Could you copy the data that follows exactly as written, but drop the pictures?
+++ Records to process +++
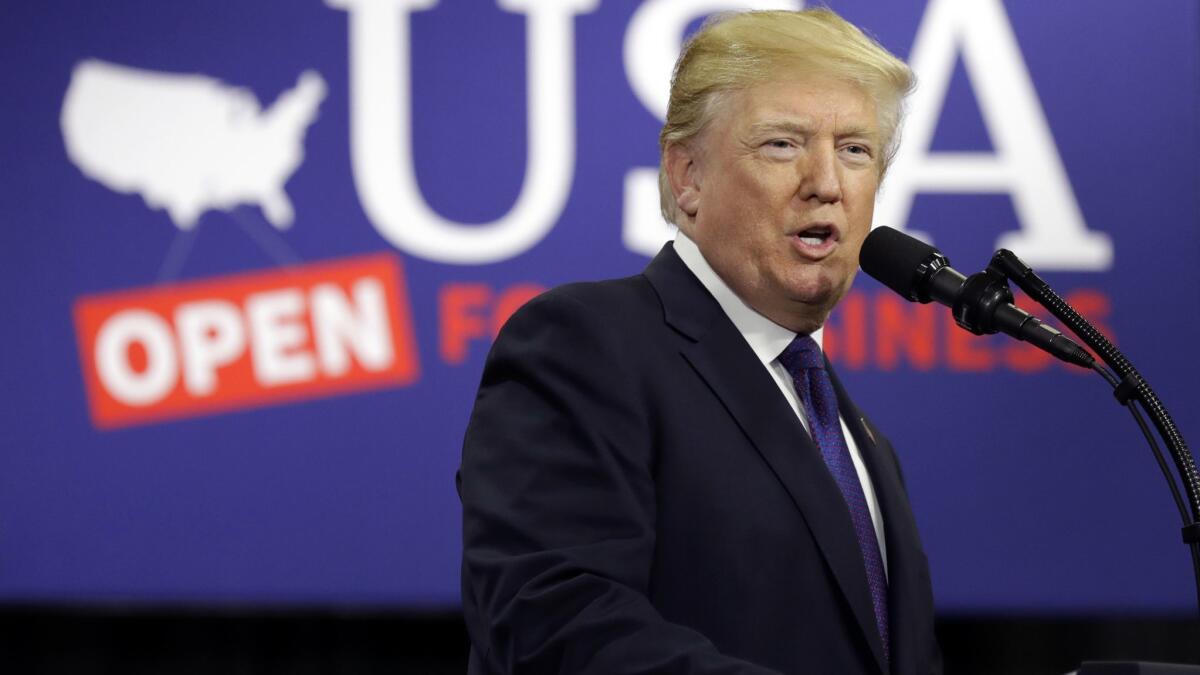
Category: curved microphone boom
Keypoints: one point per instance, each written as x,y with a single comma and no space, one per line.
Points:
981,303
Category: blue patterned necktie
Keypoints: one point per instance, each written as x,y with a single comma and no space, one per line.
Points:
804,363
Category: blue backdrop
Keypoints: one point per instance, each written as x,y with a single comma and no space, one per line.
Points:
1032,488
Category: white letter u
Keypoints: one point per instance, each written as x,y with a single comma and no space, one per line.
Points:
382,124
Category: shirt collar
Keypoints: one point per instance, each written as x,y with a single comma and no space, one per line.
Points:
765,336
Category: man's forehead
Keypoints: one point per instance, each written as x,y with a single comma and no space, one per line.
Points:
805,102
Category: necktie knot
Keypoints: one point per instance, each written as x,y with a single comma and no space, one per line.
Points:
802,353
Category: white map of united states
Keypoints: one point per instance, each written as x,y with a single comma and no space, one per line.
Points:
187,143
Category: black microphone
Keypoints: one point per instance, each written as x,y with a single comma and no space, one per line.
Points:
981,303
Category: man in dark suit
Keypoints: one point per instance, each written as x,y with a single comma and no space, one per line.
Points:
661,473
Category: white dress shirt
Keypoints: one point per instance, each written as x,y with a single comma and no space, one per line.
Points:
767,339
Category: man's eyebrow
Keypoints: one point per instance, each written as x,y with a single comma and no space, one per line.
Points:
804,126
793,126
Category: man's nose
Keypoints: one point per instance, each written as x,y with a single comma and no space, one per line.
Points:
821,178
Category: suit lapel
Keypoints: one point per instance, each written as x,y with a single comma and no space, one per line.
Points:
736,376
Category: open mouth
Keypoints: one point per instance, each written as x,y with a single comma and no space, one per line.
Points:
816,236
816,242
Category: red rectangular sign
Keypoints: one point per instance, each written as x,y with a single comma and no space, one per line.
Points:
246,340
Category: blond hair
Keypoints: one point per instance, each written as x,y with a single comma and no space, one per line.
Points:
738,51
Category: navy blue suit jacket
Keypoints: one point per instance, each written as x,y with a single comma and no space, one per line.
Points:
640,497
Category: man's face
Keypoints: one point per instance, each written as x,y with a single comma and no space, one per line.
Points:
780,190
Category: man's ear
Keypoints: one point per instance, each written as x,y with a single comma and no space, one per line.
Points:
683,175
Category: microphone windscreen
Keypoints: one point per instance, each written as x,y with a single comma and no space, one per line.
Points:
894,258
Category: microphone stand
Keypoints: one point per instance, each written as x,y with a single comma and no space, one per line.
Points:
1128,387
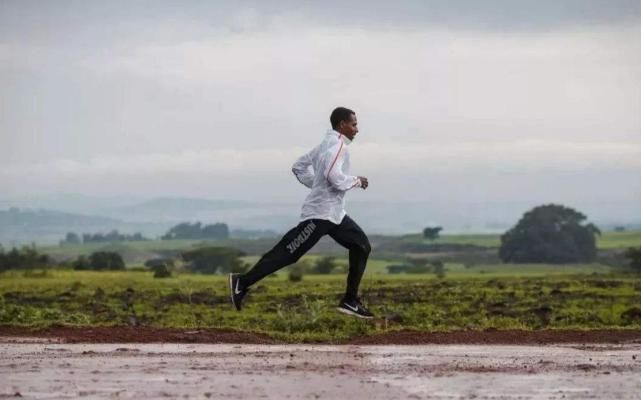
+++
** Output of the task **
Category: curved microphone boom
Keypoints: one point per instance, each written as x,y with a single comma and no space, one per line.
Points:
981,303
Category: blue patterned necktie
Keypoints: one point per instance, each written as x,y with a single comma and no space, one per line.
Points:
804,363
Category: blue backdrop
Keypoints: one point per instance, each written as x,y with a single comma and no space, one per line.
Points:
1032,488
Category: white letter u
Keypoints: one point per instance, each written as x,y with a single comma and no space, one per line.
Points:
382,124
Category: shirt collar
Keypoints: one point per instance, each written as x,y with a single comma and no space, one per line.
Points:
765,336
Category: man's forehead
Keypoints: one point per instance, each written as x,y with a single comma and no space, one per line.
Points:
805,102
Category: necktie knot
Keypoints: one point per instance, each written as x,y with a single comma and no space, one per line.
Points:
802,353
Category: white map of united states
Keypoints: one point per instance, each written as x,y with a single comma and no space, one per line.
Points:
187,143
Category: black microphone
Keypoints: one point per instance, each written as x,y with a single comma and no space, one per line.
Points:
981,303
Category: man in dark suit
Keypoints: one point per instance, each written as x,y with a single comma and no space, one per line.
Points:
661,473
Category: white dress shirt
Keypoints: one point per instance, each written as x,y with a single comma and no space, one per line.
Points:
767,339
Category: man's eyebrow
Keypoints: one point per instance, each written as x,y with a single comma and no space, one per line.
Points:
804,126
793,126
Category: man's nose
Keypoints: one point per instance, each written as x,y with a single comma and no space, one per line.
Points:
821,178
Category: suit lapel
Keypoints: one point per instance, each written as x,y with a single comma and no space, one per line.
Points:
736,376
Category: open mouth
Keypoints: one point per instance, each written as x,y with a single comma and no space, one per line.
Points:
816,236
816,242
Category: red rectangular sign
Keypoints: one point per instance, each written as x,y with a single comma and no space, one per line.
Points:
246,340
Category: blond hair
Keypoints: one point per instance, each written as x,y with a single comma and no space, one per line.
Points:
738,51
Category: navy blue suit jacket
Keypoints: one point per instance, each written as x,y with a single comma and no space, one per line.
Points:
640,497
Category: man's face
Keypoints: one point per instance, each written as x,y with a single comma and no space, one per line.
Points:
780,190
Category: man's ear
Keypoints: one point per instance, each written as x,y with a single comma and no space, one per line.
Points:
683,175
Category: microphone windscreen
Keypoints: one point per instance, each written as x,y with a single comma and no space, one per line.
Points:
894,258
Category: microphone stand
Keypoints: one point per instance, each written as x,y with a single comma and no space, one per line.
Points:
1128,387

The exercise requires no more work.